::: MATERIAL SUPPLIED

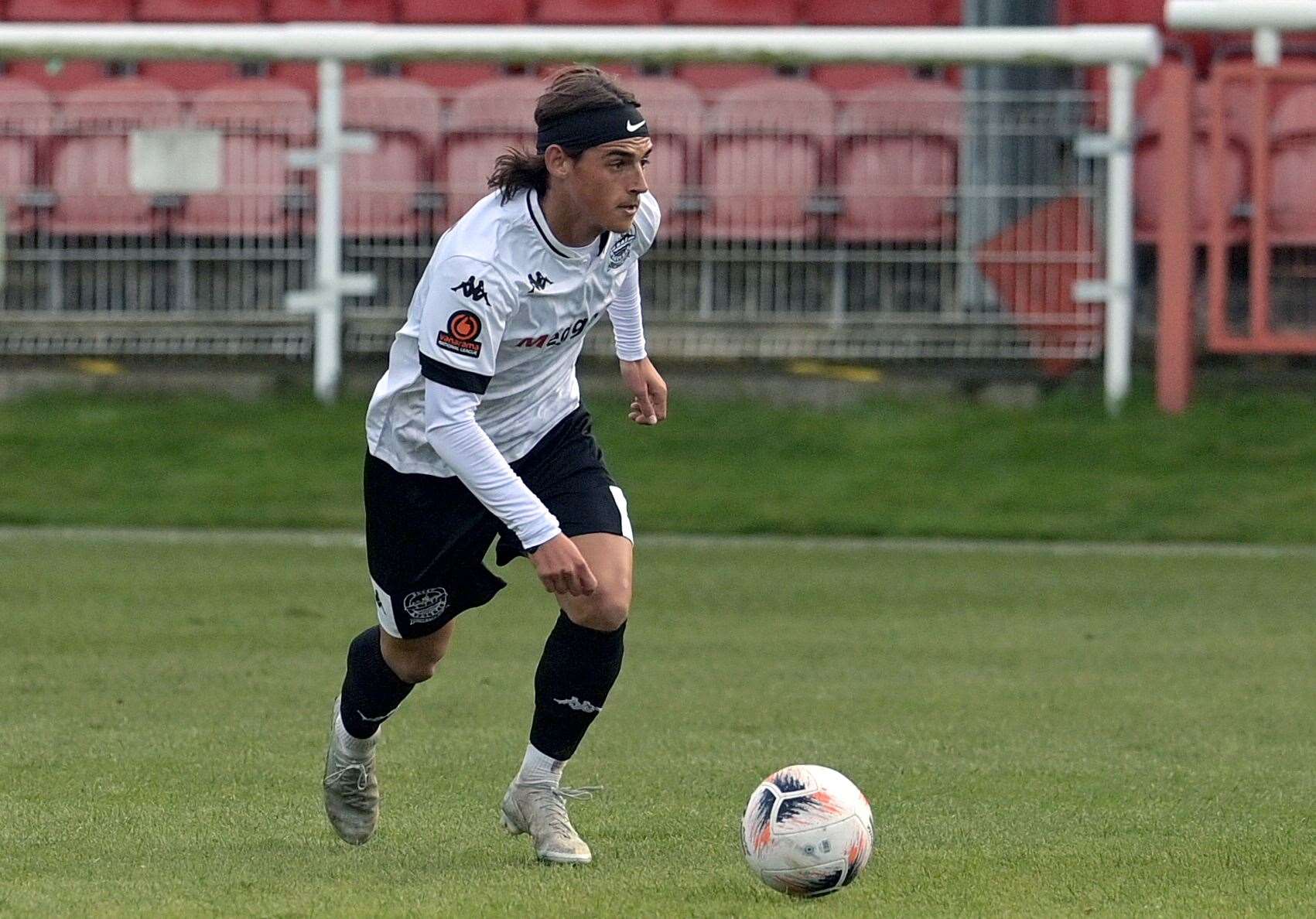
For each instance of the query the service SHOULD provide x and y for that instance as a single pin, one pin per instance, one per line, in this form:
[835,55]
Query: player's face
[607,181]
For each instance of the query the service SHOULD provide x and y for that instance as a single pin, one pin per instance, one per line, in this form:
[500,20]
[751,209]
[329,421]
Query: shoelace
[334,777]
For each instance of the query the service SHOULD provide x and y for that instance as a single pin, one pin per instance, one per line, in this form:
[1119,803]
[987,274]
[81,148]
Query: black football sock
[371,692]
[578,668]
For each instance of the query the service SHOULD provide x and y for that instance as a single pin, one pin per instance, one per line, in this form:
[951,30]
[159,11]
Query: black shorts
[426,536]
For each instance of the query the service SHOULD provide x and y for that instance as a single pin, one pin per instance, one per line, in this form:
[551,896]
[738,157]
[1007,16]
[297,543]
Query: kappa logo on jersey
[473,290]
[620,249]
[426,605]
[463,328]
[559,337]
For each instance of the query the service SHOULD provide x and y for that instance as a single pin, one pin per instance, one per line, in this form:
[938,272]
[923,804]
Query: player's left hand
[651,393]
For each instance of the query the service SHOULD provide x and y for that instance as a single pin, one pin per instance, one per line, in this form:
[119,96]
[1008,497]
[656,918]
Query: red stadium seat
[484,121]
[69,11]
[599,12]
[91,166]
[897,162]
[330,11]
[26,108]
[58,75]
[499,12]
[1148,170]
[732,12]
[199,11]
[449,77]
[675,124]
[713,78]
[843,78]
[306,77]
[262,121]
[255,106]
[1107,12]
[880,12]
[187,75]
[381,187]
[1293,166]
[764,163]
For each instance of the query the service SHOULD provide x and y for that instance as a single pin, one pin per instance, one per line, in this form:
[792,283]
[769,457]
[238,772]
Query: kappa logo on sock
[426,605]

::::::

WORK TO BE COMPLETED:
All of the records above should be returned exactly, though the pictures should not.

SOLVED PROBLEM:
For each instance of the query the service SHOULD provide x and y for that instance as a single pin, one pin per instance, one per line, in this form:
[835,55]
Query: player's face
[607,181]
For each instance of the query the service SHOULD provide x and y for that instance as a single pin, one pin per instance, one per line, in this form:
[500,20]
[751,209]
[329,421]
Query: shoelace
[334,777]
For each instance of the query the service SHOULD provide x and y for that instance as a single pin, one pin per instance, one per line, in this form:
[1119,803]
[987,274]
[81,148]
Query: black football sock
[371,692]
[578,668]
For each instance of the query the service SHOULD provide x and y for that instance as a single pin, one pin per instance, one per line, in this form:
[951,30]
[159,11]
Query: black shorts
[426,536]
For each instance of the query the service SHOULD provide x and y for that instance as a single pin, one pin per instance, one per line, in this form:
[551,896]
[738,157]
[1007,16]
[297,543]
Query: kappa logo on jersey
[473,290]
[620,249]
[426,605]
[463,328]
[559,337]
For each instance of the query the service SHOULD provide x and y for that instance as a single pin, one pin per instance, one per line, in this form:
[938,272]
[923,804]
Query: player's left hand
[651,393]
For each instance of the query the service SHOULD provide x and y for that instance as a single pin, one pin per instance, one per line, in this form:
[119,96]
[1008,497]
[656,918]
Query: red stadium seat
[484,121]
[69,11]
[599,12]
[91,166]
[897,162]
[330,11]
[26,108]
[58,75]
[499,12]
[1148,170]
[732,12]
[199,11]
[449,77]
[675,124]
[713,78]
[843,78]
[306,77]
[262,121]
[255,106]
[1107,12]
[880,12]
[187,75]
[381,187]
[1293,166]
[764,163]
For each instance of the query the service SHOULD provide x and y for that instance as a single pin, one pin per instance, one per line, in this form:
[792,283]
[769,457]
[238,772]
Query: kappa logo on sock
[426,605]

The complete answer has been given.